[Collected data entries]
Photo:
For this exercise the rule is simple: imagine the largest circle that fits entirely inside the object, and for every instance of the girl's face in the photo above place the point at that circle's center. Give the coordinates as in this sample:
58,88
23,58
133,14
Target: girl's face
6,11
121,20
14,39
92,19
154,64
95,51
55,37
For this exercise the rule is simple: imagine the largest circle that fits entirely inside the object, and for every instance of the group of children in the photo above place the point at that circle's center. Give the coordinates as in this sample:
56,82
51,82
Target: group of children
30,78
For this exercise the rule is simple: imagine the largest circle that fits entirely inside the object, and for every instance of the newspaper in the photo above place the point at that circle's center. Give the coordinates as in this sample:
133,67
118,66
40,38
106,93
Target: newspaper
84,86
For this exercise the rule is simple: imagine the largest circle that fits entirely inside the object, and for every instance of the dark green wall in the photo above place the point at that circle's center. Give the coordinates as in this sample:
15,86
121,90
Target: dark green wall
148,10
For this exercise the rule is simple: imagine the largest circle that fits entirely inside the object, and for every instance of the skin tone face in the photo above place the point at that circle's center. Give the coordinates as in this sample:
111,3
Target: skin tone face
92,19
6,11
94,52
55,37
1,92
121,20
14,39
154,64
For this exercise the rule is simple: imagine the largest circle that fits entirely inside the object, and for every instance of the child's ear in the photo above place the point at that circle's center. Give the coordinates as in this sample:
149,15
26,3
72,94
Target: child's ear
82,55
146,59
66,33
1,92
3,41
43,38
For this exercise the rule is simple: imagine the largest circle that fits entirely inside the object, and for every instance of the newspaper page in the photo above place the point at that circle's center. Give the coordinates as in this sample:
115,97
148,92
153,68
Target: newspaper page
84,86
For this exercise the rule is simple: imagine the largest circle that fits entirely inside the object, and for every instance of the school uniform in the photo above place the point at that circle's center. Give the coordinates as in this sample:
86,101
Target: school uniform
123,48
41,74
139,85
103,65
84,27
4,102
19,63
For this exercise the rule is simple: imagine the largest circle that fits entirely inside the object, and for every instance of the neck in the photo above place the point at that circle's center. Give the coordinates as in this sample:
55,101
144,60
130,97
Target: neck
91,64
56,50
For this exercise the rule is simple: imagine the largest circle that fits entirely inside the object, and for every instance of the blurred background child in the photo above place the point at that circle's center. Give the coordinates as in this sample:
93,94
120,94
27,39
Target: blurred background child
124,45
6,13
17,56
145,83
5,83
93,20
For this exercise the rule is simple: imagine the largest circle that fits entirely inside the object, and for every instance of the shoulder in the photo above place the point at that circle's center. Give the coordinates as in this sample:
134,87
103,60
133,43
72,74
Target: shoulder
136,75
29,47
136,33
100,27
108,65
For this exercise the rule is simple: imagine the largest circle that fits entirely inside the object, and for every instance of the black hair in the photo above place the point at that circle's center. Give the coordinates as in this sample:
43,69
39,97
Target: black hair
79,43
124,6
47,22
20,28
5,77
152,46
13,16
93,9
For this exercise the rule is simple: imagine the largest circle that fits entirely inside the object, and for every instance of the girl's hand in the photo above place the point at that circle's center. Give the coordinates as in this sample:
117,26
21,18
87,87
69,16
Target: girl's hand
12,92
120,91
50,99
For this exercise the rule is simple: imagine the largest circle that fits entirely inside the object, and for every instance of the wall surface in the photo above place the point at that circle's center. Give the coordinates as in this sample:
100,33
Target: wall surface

▸ What is needed: Using the entries above, please restate each one word for word.

▸ Result:
Photo:
For this exercise the rule is simple: imagine the largest circle that fits entirely inside the object, and for every instance of the girl's face in the photo above place the point at that circle's center. Give the coordinates as in this sample:
58,88
23,58
133,14
Target: girl's face
6,11
121,20
14,39
92,19
154,64
95,51
55,37
For this exercise the rule is simple: imagine the largest circle that fits entirely inside the object, and for every instance of the group of children in the photo above place the point at that circle's center. Give the coordinates as in this sample:
56,82
51,82
Target: group of children
30,78
For this exercise the rule is simple: imagine the largest circle that fits entirely inside the object, and for every instance of the newspaper in the photo above place the point at that circle's center. Give the coordinates as in this sample:
133,67
118,66
40,38
106,93
Target: newspaper
84,86
For this exercise the rule is simple: imagine the largest circle that fits entirely inside the object, and for every instance of the dark green wall in the photo above place the point at that circle's center. Give the coordinates as in this sample:
15,86
121,90
Target: dark green wall
148,10
For this exercise the rule is simple: imagine the largest circle that fits entirely inside the object, and for every instance of the skin tone face in the photo above place the point at that circle's center. Give the coordinates as in this sample:
111,3
Target: skin tone face
92,19
6,11
94,52
55,37
1,92
121,20
14,39
154,64
For this exercise the rule is simple: imagine the largest circle that fits entirely inside the object, and for every instance of the child's ear in the photo above place the point at that circle's center. Give the coordinates as in this sample:
149,15
26,3
72,94
Target: child's ear
82,55
146,59
66,33
1,92
3,41
43,38
For this exercise the rule is simple: imagine the largest circle that fits entirely inside the object, and for every instance of the newspaper page in the photo above place the point at that circle's center. Give the coordinates as in this sample:
115,97
148,92
153,68
Target: newspaper page
84,86
For this exercise the rule is simple: imagine the largest circle that fits entirely inside the object, and for every instance of the school uniform in the photo above place the point at that circle's center. Give the coordinates as in this sample:
86,101
Target: school uniform
123,48
41,74
139,85
103,65
84,27
4,102
19,63
For this exercise the rule is simple: imagine the largest circle that fits entirely inside the object, and for every instance of the neck in the photo above place the point at that circle's center. Give the coordinates as in this sample:
55,101
144,60
130,97
Target: neck
91,64
56,50
For this exercise the rule is simple: imagine the largest circle that fits entirely inside the object, and for every instance of the blurred background child in the photo above place the point at that circle's center. Give the coordinates as in this sample:
93,94
120,94
27,39
Target: blurred background child
124,45
6,13
17,56
145,83
5,83
93,20
For this exercise the rule is simple: imagine the largest circle that fits entirely inside the object, and for every instance of the shoulder in the photo above place the point at that circle's center. Give the coordinates as in this sample:
134,87
103,60
133,43
72,74
Target: shoulder
136,75
29,47
136,33
100,27
108,65
For this exercise the rule is simple: imagine the largest circle that fits entirely inside the object, and for every instance of the black hair in the photo above place the point at that circle's center. Give the coordinates as in this sample:
43,69
39,97
Target: black hair
79,43
124,6
47,22
20,28
5,77
152,46
13,16
93,9
For this exercise the rule is simple: imagine the largest circle that fits entirely inside the object, and for every instance of the girl's hand in the photo above place the point at that circle's center. Give the coordinates as in this sample:
117,26
21,18
87,87
69,16
Target: girl's hand
12,92
120,91
50,99
For this exercise the rule is simple: imagine the largest circle that fits entirely inside the object, and for every instance of the wall surface in the photo above place the point at that circle's center. Give the coordinates as in this sample:
100,33
Target: wall surface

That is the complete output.